### [Entries on locating named things]
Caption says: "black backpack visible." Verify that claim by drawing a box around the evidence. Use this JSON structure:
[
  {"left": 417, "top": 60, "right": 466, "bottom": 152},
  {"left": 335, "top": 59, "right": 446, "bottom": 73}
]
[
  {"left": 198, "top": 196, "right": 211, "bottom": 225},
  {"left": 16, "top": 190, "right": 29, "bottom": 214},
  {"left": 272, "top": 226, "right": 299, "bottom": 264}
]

### [Exercise details]
Set down all of the records shown above once more, exactly.

### [Answer to this task]
Caption says: "black backpack visible." Verify that claim by drawing a box around the evidence. Use this JSON structure:
[
  {"left": 417, "top": 60, "right": 466, "bottom": 152},
  {"left": 335, "top": 59, "right": 446, "bottom": 73}
]
[
  {"left": 198, "top": 196, "right": 211, "bottom": 225},
  {"left": 16, "top": 190, "right": 29, "bottom": 214},
  {"left": 272, "top": 226, "right": 299, "bottom": 264}
]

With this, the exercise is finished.